Keep the pictures out of the copy and repeat the records exactly.

------ Input ------

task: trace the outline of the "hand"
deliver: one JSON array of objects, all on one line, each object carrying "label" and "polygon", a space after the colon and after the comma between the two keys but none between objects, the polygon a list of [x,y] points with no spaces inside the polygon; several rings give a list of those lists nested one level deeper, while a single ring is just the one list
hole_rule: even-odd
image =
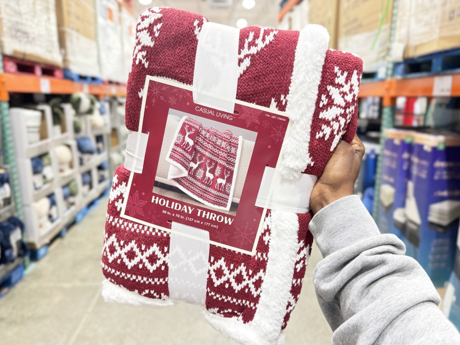
[{"label": "hand", "polygon": [[314,213],[340,198],[355,194],[355,182],[364,150],[357,135],[350,144],[339,141],[312,191],[310,206]]}]

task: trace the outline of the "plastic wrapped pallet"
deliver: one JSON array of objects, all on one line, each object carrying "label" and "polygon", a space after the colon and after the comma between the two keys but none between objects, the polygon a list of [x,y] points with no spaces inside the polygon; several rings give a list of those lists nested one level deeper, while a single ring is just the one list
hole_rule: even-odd
[{"label": "plastic wrapped pallet", "polygon": [[363,59],[363,71],[384,77],[390,46],[392,0],[341,0],[338,46]]},{"label": "plastic wrapped pallet", "polygon": [[395,53],[398,60],[460,47],[460,1],[400,0]]},{"label": "plastic wrapped pallet", "polygon": [[131,13],[124,7],[120,7],[120,16],[122,21],[122,45],[123,51],[123,75],[122,80],[128,81],[128,76],[131,71],[133,61],[133,51],[136,43],[136,24],[137,21]]},{"label": "plastic wrapped pallet", "polygon": [[100,75],[93,0],[56,0],[59,43],[64,67],[84,76]]},{"label": "plastic wrapped pallet", "polygon": [[329,46],[337,48],[338,2],[336,0],[310,0],[308,2],[308,23],[322,25],[330,36]]},{"label": "plastic wrapped pallet", "polygon": [[54,0],[0,0],[0,37],[5,55],[62,65]]},{"label": "plastic wrapped pallet", "polygon": [[101,75],[106,80],[126,80],[120,25],[120,12],[116,0],[96,0],[97,40]]}]

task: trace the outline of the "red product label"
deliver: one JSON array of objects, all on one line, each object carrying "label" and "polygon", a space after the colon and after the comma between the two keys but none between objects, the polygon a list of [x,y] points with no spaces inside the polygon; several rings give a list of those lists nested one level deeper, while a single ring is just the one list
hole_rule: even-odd
[{"label": "red product label", "polygon": [[238,100],[234,113],[204,107],[191,88],[153,77],[142,109],[143,168],[131,172],[122,217],[168,232],[180,222],[253,254],[266,212],[256,199],[265,167],[277,166],[289,119]]}]

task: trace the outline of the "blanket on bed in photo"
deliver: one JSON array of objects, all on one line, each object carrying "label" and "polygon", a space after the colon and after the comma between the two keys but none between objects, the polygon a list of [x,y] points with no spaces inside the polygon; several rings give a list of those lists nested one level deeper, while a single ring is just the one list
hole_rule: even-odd
[{"label": "blanket on bed in photo", "polygon": [[181,120],[166,160],[168,179],[205,205],[228,211],[238,169],[241,137],[229,130],[203,127],[198,120]]},{"label": "blanket on bed in photo", "polygon": [[[152,8],[141,15],[127,86],[129,130],[138,131],[147,76],[191,86],[200,32],[207,21],[170,8]],[[240,31],[236,98],[290,118],[280,161],[288,178],[302,172],[320,176],[339,140],[350,142],[356,132],[362,61],[328,49],[328,41],[327,31],[318,25],[301,31],[259,27]],[[112,302],[171,305],[170,234],[120,217],[129,176],[119,166],[111,186],[103,294]],[[213,326],[244,344],[283,342],[282,331],[300,295],[313,241],[311,217],[268,210],[254,255],[210,245],[204,315]]]}]

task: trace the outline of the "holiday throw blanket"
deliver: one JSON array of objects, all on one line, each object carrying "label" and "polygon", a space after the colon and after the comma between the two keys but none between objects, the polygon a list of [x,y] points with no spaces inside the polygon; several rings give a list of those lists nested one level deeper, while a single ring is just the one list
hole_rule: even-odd
[{"label": "holiday throw blanket", "polygon": [[[146,76],[191,85],[206,21],[168,8],[153,8],[141,16],[128,84],[128,129],[138,129]],[[298,172],[320,176],[339,140],[349,142],[356,131],[362,61],[328,50],[328,42],[325,29],[316,25],[300,32],[250,27],[240,32],[237,98],[290,118],[281,157],[288,178]],[[119,167],[112,184],[103,294],[113,302],[170,305],[169,234],[120,216],[129,174]],[[211,324],[244,344],[283,342],[282,330],[300,295],[313,240],[311,219],[310,213],[269,210],[253,256],[210,245],[204,316]]]},{"label": "holiday throw blanket", "polygon": [[172,164],[168,179],[195,200],[228,211],[242,140],[228,130],[204,127],[198,120],[184,117],[166,158]]}]

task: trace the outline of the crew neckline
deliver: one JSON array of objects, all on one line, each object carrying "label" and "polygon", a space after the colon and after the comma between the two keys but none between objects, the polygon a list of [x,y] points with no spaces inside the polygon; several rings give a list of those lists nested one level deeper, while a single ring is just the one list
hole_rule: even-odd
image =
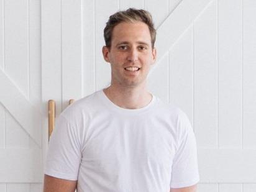
[{"label": "crew neckline", "polygon": [[150,93],[150,94],[152,96],[152,98],[147,105],[139,109],[126,109],[119,107],[119,106],[112,102],[112,101],[110,100],[109,98],[107,98],[107,96],[106,95],[105,93],[104,93],[103,89],[99,90],[98,91],[98,93],[99,97],[101,98],[101,100],[107,106],[109,109],[114,110],[119,112],[123,112],[125,114],[134,114],[147,111],[150,110],[150,109],[152,108],[152,106],[155,103],[156,100],[155,96]]}]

------

**Output below:**
task: trace the outline of the "hand"
deliver: one JSON array of objects, all on one line, each object carrying "label" and "polygon", a space after the colon and after the comma between the two keys but none between objects, the polygon a list of [x,y] points with no spaces inside the polygon; several rings give a list of those lists nested one level deeper, while a single ring is just the one list
hole_rule: even-odd
image =
[{"label": "hand", "polygon": [[314,213],[340,198],[355,194],[355,182],[364,150],[357,135],[350,144],[339,141],[312,191],[310,206]]}]

task: trace the outline of the "plastic wrapped pallet"
deliver: one JSON array of objects, all on one line, each object carrying "label" and "polygon", a space after the colon and after the comma between the two keys but none between objects, the polygon a list of [x,y] points with no spaces inside the polygon; several rings give a list of those lists nested one level deeper, while a single ring is just the one list
hole_rule: even-odd
[{"label": "plastic wrapped pallet", "polygon": [[363,59],[363,71],[384,77],[390,46],[392,0],[341,0],[338,46]]},{"label": "plastic wrapped pallet", "polygon": [[395,53],[398,60],[460,47],[460,1],[400,0]]},{"label": "plastic wrapped pallet", "polygon": [[131,13],[124,7],[120,7],[120,16],[122,21],[122,45],[123,51],[123,75],[122,80],[128,81],[128,76],[131,71],[133,61],[133,51],[136,43],[136,24],[137,21]]},{"label": "plastic wrapped pallet", "polygon": [[100,75],[93,0],[56,0],[59,43],[64,67],[84,76]]},{"label": "plastic wrapped pallet", "polygon": [[329,46],[337,48],[338,2],[336,0],[310,0],[308,2],[308,23],[322,25],[330,36]]},{"label": "plastic wrapped pallet", "polygon": [[54,0],[0,0],[0,37],[5,55],[62,65]]},{"label": "plastic wrapped pallet", "polygon": [[101,75],[106,80],[126,80],[120,25],[120,12],[116,0],[96,0],[97,40]]}]

task: trace the outline of the "red product label"
deliver: one JSON array of objects, all on one line, each object carrying "label" and "polygon", a space after the colon and after the comma between the two keys but none between objects, the polygon a list of [x,y] points with no spaces inside the polygon; several rings give a list of those lists nested one level deeper, while a single ring is just the one list
hole_rule: even-odd
[{"label": "red product label", "polygon": [[238,100],[234,113],[204,107],[191,88],[153,77],[142,109],[143,168],[131,172],[122,217],[168,232],[180,222],[253,254],[266,212],[256,199],[265,167],[277,166],[289,119]]}]

task: trace the outline of the "blanket on bed in photo"
deliver: one JSON array of objects, all on one line, each object carrying "label" and "polygon", a space after the colon and after the comma between the two keys but none between objects, the polygon a list of [x,y] points with no spaces inside the polygon; several rings give a list of those lists nested one level deeper, while a single ring is just the one list
hole_rule: even-odd
[{"label": "blanket on bed in photo", "polygon": [[181,120],[166,160],[168,179],[205,205],[228,211],[238,169],[241,137],[229,130],[203,127],[198,120]]},{"label": "blanket on bed in photo", "polygon": [[[152,8],[141,15],[127,86],[129,130],[138,131],[147,76],[191,86],[200,32],[207,21],[170,8]],[[240,31],[236,98],[290,118],[280,161],[288,178],[302,172],[320,176],[339,140],[350,142],[356,132],[362,61],[328,49],[328,41],[327,31],[318,25],[301,31],[259,27]],[[112,302],[171,305],[170,234],[120,217],[129,176],[119,166],[111,186],[103,294]],[[213,326],[244,344],[283,342],[282,331],[300,295],[313,241],[311,217],[268,210],[254,255],[210,245],[204,315]]]}]

task: trace the outline of the "holiday throw blanket"
deliver: one JSON array of objects, all on one line, each object carrying "label" and "polygon", a space after the colon and after the comma between the two keys but none between objects, the polygon a list of [x,y] points with no spaces inside the polygon; several rings give a list of those lists nested one level deeper, while a single ring is just the one list
hole_rule: even-odd
[{"label": "holiday throw blanket", "polygon": [[[146,76],[191,85],[206,21],[168,8],[153,8],[141,16],[128,84],[128,129],[138,129]],[[298,172],[320,176],[339,140],[349,142],[356,131],[362,61],[328,50],[328,42],[325,29],[316,25],[300,32],[250,27],[240,32],[237,98],[290,118],[281,157],[288,178]],[[119,167],[112,184],[103,294],[113,302],[170,305],[169,234],[120,216],[129,174]],[[211,324],[244,344],[283,342],[282,330],[300,295],[313,240],[311,219],[310,213],[269,210],[253,256],[210,245],[204,316]]]},{"label": "holiday throw blanket", "polygon": [[172,164],[168,179],[195,200],[228,211],[242,140],[228,130],[204,127],[198,120],[184,117],[166,158]]}]

task: trace the outline of the crew neckline
deliver: one JSON array of objects, all on one line, each object carrying "label" and "polygon", a space after the colon and after the comma between the two keys but none between objects, the polygon a list of [x,y] points with no spaces inside the polygon; several rings give a list of those lists nested one level deeper, while a single ring is just the one list
hole_rule: even-odd
image =
[{"label": "crew neckline", "polygon": [[150,93],[150,94],[152,96],[152,98],[147,105],[139,109],[126,109],[119,107],[119,106],[112,102],[112,101],[110,100],[109,98],[107,98],[107,96],[106,95],[105,93],[104,93],[103,89],[99,90],[98,91],[98,93],[99,97],[101,98],[101,100],[107,106],[109,109],[114,110],[119,112],[123,112],[125,114],[134,114],[147,111],[150,110],[150,109],[152,108],[152,106],[155,103],[156,100],[155,96]]}]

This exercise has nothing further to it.